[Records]
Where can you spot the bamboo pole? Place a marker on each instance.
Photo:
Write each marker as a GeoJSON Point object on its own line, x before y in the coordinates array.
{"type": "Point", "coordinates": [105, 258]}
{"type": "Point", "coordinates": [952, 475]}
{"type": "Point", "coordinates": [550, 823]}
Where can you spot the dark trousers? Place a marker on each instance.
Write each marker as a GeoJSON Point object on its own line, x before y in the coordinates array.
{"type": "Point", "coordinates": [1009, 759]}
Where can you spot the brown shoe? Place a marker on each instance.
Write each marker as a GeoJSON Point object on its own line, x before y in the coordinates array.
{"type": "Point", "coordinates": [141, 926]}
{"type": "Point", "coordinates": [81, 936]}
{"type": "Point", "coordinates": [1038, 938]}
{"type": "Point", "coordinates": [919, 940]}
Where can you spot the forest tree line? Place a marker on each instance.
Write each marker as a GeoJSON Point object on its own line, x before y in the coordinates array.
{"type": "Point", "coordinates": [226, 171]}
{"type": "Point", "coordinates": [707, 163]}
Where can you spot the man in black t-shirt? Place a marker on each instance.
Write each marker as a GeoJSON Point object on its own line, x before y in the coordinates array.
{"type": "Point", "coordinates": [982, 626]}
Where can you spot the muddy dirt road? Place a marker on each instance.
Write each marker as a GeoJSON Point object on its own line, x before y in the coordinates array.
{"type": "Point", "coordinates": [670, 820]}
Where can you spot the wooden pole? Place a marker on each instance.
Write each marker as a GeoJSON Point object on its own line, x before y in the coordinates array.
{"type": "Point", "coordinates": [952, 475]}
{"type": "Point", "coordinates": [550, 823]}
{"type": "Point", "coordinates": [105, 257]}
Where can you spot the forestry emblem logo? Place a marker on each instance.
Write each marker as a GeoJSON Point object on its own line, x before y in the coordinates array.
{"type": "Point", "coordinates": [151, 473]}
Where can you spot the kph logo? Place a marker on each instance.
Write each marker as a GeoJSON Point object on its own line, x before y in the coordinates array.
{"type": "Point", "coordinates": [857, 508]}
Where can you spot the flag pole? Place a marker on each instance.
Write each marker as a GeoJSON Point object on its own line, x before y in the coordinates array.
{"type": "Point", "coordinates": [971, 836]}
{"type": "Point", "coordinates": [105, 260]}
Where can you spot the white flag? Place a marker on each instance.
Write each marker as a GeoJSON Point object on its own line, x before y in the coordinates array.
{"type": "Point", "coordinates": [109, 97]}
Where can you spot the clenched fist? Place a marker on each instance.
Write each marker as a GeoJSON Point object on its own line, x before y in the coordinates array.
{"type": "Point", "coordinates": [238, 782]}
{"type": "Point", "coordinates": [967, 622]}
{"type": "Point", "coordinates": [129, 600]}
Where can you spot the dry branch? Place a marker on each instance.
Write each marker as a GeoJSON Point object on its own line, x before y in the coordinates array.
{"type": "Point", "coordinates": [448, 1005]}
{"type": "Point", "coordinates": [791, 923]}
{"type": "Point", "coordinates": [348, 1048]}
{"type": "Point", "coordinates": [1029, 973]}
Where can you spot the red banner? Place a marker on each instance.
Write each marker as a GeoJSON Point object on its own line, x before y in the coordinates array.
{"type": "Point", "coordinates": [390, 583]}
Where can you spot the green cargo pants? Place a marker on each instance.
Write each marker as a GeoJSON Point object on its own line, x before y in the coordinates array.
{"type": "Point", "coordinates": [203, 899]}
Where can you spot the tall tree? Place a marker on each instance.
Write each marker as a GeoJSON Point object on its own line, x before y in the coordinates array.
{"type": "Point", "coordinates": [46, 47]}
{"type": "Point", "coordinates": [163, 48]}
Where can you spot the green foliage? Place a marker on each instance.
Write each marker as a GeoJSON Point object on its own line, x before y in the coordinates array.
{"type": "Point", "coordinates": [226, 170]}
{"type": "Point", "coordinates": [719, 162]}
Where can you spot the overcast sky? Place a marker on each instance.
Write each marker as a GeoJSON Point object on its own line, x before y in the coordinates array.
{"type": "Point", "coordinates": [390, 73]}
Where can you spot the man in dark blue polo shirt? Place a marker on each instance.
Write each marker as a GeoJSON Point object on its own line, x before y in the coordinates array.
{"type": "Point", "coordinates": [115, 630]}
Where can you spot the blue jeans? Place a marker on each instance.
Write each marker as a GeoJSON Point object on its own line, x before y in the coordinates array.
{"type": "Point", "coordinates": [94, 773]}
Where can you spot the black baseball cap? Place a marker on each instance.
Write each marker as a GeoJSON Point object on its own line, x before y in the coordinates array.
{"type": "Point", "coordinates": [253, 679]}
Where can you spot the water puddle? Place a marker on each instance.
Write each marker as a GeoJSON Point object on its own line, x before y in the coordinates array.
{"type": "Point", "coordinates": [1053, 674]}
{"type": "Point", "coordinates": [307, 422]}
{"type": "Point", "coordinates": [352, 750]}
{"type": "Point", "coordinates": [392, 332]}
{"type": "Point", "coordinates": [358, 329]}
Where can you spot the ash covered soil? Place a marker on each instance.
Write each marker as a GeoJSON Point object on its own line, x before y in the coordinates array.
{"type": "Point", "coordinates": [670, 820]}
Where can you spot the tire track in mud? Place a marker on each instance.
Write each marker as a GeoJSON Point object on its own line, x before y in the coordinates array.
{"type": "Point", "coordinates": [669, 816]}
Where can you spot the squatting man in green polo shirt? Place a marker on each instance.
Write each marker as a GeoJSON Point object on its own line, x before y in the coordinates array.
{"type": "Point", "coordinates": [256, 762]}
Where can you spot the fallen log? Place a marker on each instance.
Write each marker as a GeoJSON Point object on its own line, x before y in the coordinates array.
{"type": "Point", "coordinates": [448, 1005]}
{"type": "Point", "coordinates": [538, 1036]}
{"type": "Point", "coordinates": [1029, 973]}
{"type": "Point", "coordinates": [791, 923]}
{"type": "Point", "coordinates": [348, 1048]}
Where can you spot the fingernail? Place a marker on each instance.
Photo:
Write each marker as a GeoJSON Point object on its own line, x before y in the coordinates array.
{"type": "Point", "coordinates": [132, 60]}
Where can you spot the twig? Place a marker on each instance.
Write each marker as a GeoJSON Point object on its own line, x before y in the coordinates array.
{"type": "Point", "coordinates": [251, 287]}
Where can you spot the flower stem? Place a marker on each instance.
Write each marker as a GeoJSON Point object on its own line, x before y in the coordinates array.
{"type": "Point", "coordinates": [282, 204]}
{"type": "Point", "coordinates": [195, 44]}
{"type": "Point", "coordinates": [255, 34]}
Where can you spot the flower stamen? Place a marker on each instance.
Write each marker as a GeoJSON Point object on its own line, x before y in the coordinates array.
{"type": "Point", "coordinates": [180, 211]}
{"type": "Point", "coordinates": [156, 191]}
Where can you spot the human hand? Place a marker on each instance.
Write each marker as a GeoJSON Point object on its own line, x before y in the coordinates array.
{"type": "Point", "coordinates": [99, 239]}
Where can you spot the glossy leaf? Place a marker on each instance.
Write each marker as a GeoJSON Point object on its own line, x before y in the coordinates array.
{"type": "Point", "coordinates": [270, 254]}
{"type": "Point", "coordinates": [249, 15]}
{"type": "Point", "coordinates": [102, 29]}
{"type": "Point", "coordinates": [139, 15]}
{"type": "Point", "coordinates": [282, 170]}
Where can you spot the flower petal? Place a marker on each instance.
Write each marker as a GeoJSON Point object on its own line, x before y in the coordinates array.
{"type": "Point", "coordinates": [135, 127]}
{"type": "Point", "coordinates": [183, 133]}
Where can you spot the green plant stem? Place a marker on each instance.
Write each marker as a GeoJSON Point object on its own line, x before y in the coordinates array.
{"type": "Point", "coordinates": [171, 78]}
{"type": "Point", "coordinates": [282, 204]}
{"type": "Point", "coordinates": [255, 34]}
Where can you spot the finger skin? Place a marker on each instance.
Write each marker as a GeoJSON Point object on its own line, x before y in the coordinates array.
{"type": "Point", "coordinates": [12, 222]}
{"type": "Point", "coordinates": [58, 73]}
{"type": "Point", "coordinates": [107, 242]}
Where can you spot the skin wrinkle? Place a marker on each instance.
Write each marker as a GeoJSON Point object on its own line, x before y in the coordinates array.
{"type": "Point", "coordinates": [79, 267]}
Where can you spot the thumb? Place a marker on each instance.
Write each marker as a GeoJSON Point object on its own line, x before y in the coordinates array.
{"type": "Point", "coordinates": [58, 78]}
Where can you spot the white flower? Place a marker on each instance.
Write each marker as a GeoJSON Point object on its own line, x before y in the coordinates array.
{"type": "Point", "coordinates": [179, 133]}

WHAT IS REQUIRED: Reproduce the rows from the line with "Where can you spot the white flower?" through the end of the Records, including the request lines, and offset every coordinate number in the answer points by -32.

SOLVED PROBLEM:
Where can you spot the white flower? Place a marker on each instance.
Write each marker as a GeoJSON Point object on its own line, x before y in the coordinates array.
{"type": "Point", "coordinates": [147, 101]}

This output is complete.